What to produce: Transcribe, exactly as they appear, only the lines from the one holding "Each instance of the person paddling" through the end of the entries below.

-------- Data for processing

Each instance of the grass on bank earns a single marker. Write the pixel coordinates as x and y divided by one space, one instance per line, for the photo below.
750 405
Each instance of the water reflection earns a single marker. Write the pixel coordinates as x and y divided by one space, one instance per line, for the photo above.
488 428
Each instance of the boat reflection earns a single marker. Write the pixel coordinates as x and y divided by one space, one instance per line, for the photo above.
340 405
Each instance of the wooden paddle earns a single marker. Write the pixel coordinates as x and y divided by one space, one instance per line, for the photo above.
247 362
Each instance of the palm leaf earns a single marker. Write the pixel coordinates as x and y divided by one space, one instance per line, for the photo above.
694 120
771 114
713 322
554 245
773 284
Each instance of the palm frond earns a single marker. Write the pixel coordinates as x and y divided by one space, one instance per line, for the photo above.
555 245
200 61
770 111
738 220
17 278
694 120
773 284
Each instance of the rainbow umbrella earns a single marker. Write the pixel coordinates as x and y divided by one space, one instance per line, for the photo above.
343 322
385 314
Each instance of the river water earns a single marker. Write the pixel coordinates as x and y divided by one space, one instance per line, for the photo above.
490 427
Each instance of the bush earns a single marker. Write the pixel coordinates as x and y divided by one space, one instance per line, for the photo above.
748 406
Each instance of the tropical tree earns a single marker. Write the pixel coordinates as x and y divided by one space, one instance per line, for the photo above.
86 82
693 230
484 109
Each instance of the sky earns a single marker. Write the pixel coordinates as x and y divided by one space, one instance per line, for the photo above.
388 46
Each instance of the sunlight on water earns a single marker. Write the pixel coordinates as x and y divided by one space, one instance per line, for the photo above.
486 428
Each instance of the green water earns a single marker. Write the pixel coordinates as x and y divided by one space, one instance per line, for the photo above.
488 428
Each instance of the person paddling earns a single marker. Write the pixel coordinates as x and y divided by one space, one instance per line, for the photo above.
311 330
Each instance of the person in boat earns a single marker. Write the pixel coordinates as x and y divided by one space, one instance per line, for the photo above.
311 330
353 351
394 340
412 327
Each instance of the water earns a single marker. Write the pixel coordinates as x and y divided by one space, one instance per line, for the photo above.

----------------

Written response:
Each instance of the person paddling earns a single marker. Write the pixel coordinates as x and y divided by one space, one instance per line, for the photo above.
311 330
Each instance of the person in boat earns a single marker. Write the pixel coordinates as x and y divided by one space, one instance per line, for the photo above.
311 330
353 351
394 340
412 327
Each instance of the water earns a single marker. Write the pixel coordinates as x and y divided by one space, one instance per line, for the photo above.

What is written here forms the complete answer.